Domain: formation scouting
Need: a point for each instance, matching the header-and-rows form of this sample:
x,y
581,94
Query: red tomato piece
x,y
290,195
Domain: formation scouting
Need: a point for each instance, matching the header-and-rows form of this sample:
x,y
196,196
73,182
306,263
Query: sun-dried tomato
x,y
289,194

● ● ● ● ● ● ●

▶ [PROBLEM STATEMENT]:
Print every line of the entries above word for word, with the same line breaks.

▶ [EXERCISE SOLUTION]:
Domain: formation scouting
Need: a point for each instance, matching the header-and-rows form of this sample:
x,y
581,94
Query: red tomato piece
x,y
290,195
Domain: formation scouting
Need: a point for each instance, matching the header-and-rows form of this sample:
x,y
196,196
73,182
306,263
Query: sun-dried tomato
x,y
289,194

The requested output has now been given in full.